__SHORT PROBLEM__. Set down exactly the lines from the one containing "of the brick" through the end of the records below, both included, and nothing else.

__INFORMATION GIVEN__.
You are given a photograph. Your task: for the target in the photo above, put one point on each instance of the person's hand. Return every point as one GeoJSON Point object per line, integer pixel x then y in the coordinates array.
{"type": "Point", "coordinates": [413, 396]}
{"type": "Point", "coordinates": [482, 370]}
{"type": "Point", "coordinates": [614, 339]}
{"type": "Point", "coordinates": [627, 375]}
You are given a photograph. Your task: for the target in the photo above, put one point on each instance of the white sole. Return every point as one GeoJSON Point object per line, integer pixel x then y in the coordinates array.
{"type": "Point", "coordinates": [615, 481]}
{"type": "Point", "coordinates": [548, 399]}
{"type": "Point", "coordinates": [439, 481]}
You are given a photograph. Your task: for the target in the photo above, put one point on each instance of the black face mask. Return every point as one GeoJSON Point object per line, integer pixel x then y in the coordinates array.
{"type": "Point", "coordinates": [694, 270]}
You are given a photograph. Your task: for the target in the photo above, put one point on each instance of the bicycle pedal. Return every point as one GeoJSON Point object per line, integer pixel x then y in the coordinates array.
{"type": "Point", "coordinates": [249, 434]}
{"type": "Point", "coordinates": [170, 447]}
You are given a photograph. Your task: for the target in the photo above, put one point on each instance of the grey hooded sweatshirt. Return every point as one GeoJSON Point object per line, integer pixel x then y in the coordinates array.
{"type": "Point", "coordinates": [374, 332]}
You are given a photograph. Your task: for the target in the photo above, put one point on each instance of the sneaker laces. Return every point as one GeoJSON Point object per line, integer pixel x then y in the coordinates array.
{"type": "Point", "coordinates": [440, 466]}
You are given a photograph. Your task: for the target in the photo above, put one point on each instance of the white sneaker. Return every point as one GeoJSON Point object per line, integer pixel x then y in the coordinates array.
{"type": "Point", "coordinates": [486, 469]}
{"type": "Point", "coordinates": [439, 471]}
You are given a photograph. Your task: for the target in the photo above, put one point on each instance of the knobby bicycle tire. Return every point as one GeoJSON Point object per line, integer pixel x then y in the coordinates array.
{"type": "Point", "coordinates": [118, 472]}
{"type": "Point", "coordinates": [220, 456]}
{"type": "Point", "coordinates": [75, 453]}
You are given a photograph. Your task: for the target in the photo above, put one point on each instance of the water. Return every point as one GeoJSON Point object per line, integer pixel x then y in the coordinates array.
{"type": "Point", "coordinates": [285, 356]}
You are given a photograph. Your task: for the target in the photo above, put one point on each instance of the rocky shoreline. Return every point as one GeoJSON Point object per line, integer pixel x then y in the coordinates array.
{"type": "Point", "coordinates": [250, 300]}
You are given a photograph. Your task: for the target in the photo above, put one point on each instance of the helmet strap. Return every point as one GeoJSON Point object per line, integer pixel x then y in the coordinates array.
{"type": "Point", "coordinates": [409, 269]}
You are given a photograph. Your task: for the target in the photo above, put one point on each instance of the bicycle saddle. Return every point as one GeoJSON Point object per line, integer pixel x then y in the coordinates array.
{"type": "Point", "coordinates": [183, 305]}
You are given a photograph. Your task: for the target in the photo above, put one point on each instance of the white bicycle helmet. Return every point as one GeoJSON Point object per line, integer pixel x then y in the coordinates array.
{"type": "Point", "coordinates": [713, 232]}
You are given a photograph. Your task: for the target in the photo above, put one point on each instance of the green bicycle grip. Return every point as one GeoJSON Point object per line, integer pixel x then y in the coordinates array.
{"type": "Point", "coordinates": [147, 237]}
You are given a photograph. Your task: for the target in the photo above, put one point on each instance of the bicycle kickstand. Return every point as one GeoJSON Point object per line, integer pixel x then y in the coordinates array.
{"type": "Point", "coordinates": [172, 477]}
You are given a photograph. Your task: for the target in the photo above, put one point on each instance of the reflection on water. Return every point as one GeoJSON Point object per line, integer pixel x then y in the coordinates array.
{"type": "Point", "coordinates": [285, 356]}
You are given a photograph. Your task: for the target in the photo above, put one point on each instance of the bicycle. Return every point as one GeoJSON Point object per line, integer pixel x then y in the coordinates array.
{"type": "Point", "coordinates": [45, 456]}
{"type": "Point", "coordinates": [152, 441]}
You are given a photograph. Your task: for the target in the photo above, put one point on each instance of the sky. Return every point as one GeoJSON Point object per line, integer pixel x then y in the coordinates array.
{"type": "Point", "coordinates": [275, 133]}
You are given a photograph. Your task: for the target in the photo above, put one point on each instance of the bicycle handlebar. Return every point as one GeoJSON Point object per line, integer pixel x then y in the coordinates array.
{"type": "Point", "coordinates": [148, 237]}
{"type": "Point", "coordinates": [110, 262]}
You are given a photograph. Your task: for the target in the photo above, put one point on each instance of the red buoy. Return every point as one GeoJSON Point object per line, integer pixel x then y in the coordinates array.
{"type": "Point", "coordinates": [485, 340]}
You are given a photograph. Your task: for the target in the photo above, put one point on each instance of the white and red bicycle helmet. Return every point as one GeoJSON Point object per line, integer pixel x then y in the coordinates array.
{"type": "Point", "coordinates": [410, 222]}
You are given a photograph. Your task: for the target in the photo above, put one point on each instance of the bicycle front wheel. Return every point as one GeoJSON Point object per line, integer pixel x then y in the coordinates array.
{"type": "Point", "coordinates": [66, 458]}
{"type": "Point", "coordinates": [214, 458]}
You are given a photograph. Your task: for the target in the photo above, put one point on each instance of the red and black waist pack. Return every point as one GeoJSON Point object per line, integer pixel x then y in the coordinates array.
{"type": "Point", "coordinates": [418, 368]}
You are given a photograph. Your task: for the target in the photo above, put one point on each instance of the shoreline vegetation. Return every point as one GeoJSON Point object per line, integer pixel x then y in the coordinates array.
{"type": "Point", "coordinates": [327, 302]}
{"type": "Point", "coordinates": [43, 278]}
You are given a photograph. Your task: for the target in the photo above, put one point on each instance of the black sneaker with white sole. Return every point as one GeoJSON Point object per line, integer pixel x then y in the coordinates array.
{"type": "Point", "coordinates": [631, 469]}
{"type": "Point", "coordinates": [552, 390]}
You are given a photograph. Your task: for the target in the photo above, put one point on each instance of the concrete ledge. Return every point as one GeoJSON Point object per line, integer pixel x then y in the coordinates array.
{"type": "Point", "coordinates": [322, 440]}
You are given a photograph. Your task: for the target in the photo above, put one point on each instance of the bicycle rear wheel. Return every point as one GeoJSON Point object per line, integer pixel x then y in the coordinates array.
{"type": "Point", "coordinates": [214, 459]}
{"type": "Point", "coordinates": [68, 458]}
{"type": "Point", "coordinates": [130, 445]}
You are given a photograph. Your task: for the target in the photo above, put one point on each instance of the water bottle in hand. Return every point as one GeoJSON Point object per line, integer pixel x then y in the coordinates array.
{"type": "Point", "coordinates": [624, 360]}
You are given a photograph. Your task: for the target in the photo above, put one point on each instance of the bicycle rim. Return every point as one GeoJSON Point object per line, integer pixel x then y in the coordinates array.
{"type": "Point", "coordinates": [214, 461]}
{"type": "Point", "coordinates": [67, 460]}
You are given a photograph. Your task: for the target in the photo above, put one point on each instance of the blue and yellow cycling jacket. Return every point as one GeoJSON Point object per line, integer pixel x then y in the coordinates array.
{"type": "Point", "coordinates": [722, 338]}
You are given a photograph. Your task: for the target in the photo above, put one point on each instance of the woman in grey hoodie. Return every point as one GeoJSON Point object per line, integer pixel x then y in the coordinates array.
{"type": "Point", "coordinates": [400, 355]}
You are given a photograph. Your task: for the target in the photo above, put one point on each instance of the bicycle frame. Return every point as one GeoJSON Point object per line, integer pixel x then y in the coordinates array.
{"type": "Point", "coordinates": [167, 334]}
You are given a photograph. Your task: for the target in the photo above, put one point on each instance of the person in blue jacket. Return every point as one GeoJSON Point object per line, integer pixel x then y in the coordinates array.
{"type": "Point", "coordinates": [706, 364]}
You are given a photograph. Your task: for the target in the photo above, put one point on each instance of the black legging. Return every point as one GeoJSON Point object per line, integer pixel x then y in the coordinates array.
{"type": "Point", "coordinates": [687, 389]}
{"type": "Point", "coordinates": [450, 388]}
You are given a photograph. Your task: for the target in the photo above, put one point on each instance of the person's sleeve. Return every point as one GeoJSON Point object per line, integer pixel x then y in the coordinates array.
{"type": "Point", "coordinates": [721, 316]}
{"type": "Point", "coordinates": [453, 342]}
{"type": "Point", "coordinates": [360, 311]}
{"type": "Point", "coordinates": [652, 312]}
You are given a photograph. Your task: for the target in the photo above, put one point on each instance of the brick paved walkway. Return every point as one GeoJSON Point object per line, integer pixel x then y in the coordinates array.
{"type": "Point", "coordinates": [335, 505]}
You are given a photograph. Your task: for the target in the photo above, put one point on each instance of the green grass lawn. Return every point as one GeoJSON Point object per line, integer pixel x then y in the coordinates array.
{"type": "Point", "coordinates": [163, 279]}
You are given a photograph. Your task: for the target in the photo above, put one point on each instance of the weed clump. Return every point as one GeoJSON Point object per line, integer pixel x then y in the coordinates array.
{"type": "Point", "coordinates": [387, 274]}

__REPLY__.
You are given a photograph. Your task: for the target in the photo above, put one point on each instance of the brick paved walkway. Return every point as one GeoJSON Point object per line, integer pixel x then y in the coordinates array.
{"type": "Point", "coordinates": [335, 505]}
You are given a photograph. Your task: for the target in the photo above, put one point on each instance of the green grass lawn. Return every point as one GeoJSON Point object per line, integer pixel x then y in the coordinates array.
{"type": "Point", "coordinates": [163, 279]}
You are given a photograph. Your task: for the target in the photo above, put one point on each instance of the weed clump. Return every point as one GeoJSON Point object per line, integer pixel x then y in the coordinates array.
{"type": "Point", "coordinates": [387, 274]}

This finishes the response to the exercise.